◆ Task description
Revise the entries starting with the line containing "Question: Can you give the bounding box of the wave?" and going on through the line containing "[[343, 260, 442, 278], [0, 245, 259, 281]]". Swap "wave" for "ripple", change nothing else, and give back only those lines.

◆ Dataset content
• • • • •
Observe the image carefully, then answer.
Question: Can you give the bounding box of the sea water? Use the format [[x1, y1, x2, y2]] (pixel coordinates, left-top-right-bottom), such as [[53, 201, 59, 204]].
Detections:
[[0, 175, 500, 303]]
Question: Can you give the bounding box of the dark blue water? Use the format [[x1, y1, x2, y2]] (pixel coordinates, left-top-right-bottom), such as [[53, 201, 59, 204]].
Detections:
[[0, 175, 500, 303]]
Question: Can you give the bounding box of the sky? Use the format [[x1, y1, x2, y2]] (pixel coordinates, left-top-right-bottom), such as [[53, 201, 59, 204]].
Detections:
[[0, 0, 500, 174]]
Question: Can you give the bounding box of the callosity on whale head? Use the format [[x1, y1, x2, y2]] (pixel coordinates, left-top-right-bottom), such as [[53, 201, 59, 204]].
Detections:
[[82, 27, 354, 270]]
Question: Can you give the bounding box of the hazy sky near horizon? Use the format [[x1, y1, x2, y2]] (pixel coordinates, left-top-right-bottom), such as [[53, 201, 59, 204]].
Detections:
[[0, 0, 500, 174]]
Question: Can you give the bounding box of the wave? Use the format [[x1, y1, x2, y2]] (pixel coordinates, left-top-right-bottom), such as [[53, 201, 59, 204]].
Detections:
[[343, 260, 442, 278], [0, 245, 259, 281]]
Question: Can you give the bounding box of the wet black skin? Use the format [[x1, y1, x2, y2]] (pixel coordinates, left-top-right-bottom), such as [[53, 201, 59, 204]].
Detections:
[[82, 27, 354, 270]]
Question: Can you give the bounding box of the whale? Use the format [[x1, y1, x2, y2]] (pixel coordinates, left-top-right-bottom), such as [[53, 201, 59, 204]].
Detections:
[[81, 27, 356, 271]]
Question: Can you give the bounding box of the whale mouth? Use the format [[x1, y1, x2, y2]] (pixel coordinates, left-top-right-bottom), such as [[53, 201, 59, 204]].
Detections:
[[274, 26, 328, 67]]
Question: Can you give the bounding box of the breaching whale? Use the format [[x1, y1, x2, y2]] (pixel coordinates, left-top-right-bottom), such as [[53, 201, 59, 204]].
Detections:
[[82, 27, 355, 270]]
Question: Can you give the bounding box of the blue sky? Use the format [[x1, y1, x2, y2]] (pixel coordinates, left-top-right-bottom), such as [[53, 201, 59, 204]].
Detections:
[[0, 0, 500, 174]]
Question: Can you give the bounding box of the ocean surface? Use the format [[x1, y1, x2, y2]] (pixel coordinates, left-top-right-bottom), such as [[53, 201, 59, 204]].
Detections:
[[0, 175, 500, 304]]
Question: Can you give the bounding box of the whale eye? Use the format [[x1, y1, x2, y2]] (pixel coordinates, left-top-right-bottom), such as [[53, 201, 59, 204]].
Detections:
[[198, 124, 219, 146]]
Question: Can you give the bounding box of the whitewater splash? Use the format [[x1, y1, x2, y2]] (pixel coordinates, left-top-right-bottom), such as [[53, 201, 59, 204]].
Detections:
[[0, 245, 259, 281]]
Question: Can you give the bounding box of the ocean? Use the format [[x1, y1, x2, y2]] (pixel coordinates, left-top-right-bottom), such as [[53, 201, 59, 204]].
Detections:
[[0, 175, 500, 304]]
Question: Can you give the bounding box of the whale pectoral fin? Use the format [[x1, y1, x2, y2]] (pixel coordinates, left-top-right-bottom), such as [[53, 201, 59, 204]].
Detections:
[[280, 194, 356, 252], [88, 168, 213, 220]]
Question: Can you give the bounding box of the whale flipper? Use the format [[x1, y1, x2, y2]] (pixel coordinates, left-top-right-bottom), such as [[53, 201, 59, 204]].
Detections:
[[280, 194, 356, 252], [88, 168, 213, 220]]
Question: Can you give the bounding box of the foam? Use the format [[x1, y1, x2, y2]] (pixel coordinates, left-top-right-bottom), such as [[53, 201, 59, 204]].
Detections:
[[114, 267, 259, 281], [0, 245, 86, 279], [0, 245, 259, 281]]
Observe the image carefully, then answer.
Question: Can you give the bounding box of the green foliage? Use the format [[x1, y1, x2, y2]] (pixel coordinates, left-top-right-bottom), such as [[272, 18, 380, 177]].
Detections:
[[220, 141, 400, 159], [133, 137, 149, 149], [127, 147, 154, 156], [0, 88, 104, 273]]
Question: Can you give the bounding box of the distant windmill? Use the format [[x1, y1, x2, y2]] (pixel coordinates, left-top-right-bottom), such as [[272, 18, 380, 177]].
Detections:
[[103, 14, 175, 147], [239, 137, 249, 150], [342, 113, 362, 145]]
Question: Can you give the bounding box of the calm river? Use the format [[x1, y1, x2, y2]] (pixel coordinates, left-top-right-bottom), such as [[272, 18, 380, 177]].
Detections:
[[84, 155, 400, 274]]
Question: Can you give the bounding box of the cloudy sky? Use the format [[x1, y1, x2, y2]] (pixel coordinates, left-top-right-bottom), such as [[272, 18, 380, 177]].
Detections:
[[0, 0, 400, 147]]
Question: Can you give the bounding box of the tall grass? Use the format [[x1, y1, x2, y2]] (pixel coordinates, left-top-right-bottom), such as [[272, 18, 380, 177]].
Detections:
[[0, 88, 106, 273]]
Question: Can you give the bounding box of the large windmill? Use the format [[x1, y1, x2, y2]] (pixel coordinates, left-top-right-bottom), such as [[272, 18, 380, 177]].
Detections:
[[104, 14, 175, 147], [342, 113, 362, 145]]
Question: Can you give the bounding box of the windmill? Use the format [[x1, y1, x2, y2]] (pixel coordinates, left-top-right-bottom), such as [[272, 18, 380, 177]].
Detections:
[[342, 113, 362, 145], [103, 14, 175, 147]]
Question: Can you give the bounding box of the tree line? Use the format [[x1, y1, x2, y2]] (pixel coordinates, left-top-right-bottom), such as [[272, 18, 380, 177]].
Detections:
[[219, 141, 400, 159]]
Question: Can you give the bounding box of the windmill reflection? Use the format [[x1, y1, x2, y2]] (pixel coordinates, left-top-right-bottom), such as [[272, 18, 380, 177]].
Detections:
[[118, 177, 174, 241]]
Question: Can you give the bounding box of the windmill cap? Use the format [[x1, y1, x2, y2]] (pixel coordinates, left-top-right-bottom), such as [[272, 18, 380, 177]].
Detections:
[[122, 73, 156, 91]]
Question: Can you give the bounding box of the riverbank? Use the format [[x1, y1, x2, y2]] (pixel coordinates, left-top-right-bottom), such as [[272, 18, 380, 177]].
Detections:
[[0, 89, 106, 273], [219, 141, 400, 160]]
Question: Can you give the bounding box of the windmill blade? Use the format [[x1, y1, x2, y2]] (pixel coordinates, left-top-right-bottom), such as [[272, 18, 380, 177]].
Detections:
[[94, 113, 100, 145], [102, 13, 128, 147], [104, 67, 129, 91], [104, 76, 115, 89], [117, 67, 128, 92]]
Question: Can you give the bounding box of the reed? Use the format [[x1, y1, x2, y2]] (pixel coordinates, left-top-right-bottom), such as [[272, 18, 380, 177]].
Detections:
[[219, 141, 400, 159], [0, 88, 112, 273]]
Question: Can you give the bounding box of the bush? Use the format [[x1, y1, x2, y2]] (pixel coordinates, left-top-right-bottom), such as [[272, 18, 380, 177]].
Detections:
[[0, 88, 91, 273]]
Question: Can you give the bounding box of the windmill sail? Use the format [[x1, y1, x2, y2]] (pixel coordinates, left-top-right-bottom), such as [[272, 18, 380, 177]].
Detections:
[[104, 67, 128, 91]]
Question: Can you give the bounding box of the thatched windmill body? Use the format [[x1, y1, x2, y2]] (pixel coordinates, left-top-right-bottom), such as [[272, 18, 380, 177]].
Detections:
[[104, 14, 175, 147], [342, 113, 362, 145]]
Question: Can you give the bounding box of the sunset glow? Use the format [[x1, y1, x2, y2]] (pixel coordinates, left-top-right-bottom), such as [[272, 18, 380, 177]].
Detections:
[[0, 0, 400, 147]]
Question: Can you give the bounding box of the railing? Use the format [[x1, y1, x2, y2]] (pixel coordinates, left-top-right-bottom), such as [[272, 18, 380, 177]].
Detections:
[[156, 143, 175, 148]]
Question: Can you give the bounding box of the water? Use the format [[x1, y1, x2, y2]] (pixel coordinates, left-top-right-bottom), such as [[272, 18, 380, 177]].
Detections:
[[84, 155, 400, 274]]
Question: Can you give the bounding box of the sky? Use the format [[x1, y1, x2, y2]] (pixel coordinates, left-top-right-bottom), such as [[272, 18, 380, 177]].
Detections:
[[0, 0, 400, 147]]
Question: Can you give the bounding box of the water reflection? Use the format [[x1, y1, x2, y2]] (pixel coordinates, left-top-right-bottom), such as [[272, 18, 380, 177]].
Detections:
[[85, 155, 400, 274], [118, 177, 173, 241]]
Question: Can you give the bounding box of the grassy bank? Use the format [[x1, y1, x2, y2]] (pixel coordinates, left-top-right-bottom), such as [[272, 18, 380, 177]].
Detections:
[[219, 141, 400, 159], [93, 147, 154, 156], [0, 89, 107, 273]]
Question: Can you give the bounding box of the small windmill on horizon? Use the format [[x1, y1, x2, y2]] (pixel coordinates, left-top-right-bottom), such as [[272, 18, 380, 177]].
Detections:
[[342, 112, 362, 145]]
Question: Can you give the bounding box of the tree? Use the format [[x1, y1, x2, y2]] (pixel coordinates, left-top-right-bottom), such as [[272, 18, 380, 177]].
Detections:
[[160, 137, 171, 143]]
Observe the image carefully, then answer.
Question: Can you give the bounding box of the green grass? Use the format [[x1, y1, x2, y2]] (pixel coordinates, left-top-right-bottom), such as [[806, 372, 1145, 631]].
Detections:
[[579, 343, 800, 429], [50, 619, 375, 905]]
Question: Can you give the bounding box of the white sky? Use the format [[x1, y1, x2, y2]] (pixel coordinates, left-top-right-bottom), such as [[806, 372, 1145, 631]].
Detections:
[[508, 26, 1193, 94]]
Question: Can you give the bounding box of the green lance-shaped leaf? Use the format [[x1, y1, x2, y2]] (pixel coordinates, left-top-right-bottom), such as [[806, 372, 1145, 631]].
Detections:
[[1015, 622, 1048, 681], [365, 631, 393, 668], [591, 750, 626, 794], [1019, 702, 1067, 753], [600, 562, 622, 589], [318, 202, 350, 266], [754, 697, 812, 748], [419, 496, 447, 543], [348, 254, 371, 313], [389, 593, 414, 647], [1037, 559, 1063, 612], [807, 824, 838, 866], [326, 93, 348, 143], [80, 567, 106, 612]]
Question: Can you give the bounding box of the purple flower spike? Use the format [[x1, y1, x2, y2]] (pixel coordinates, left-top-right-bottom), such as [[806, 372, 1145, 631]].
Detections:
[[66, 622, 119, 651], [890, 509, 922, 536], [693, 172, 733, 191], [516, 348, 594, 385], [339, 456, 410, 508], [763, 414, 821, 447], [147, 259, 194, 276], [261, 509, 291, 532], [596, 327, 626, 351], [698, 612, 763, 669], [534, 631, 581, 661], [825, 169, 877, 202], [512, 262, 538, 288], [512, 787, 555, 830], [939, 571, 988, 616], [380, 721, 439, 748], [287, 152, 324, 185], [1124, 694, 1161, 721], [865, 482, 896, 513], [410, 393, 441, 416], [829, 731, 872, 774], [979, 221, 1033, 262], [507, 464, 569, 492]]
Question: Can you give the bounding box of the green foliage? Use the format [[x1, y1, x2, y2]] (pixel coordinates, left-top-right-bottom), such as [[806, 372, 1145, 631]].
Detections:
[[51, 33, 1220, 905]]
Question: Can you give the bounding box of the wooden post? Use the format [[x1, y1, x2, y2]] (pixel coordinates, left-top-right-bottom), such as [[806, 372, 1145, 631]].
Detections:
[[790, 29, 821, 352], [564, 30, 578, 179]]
• • • • •
◆ Full solution
Question: Can you give the bounding box of the ripple? Use the format [[x1, y1, x2, y2]] (pixel coordinates, left-top-right-bottom), such as [[53, 201, 59, 204]].
Detections:
[[343, 260, 442, 278], [0, 245, 259, 281]]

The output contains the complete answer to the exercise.